** DOCUMENT EXTRACT **
Award-winning Norwegian designer Elisabeth Stray Pedersen set out on a quest to optimize the value chain of the wool fashion industry. Along the way she created her own brand ...

In just four short years, recent design graduate Elisabeth Stray Pedersen has established her own clothing brand( E S P), taken over the well-known Oslo-based Lillunn factory, was a finalist for the International Woolmark Prize, and last year won a Jacob Award,  for excellence in design.

For a recent graduate, any one of those would be a major achievement, but Stray Pedersen takes it all in stride.

“I feel as if a change is taking place," she says in an interview after beinig granted the 2018 Jacob Award. "There is a shift in trend towards everything from food to clothes, in that we are becoming more and more concerned about howeverything around us is produced. Whereas the previous generation was, if I may be so bold, preoccupied with consumption and cheap goods, it seems as if more and more people are interested in ‘the real deal’ nowadays. They want to know the origins of their belongings and that they’re not contributing to negative impacts if they have a choice. E S P is all about giving people that choice by focusing on high-quality materials and more sustainable production methods.”

** WRITTEN PROBLEM **
Answer the following questions using the designer profile above.
(a) Which factory did Elisabeth Stray Pedersen take over?
(b) Which award was she granted in 2018?
(c) According to her, what does E S P focus on?

(Object position labeling entries)
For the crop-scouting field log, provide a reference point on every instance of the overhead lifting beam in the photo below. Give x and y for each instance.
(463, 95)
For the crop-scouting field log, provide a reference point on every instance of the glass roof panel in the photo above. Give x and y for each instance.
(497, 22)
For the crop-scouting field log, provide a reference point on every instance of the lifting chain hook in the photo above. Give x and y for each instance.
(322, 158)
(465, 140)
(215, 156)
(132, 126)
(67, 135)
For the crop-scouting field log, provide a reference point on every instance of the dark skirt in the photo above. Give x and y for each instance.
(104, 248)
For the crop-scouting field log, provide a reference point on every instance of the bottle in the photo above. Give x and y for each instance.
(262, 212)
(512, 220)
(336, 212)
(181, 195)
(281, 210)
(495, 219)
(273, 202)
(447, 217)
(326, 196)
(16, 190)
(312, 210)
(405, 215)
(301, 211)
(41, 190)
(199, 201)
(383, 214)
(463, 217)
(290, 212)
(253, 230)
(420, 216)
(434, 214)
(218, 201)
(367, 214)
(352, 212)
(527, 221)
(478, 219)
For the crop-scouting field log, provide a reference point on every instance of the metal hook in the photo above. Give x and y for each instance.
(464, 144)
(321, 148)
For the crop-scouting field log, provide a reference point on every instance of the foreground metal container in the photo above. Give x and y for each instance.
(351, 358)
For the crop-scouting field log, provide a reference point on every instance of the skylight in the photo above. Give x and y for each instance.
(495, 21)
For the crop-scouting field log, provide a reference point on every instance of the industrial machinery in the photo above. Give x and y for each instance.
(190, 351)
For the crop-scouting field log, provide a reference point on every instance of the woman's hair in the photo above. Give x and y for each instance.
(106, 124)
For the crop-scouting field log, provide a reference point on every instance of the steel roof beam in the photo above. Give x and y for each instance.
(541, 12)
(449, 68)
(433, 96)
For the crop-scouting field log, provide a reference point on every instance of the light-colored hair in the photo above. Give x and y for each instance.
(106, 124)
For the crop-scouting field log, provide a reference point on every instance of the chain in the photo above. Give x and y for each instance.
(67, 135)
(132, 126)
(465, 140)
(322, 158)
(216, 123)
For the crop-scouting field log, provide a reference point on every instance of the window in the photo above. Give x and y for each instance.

** RESULT OF THIS TASK **
(a) The Oslo-based Lillunn factory.
(b) The Jacob Award.
(c) High-quality materials and more sustainable production methods.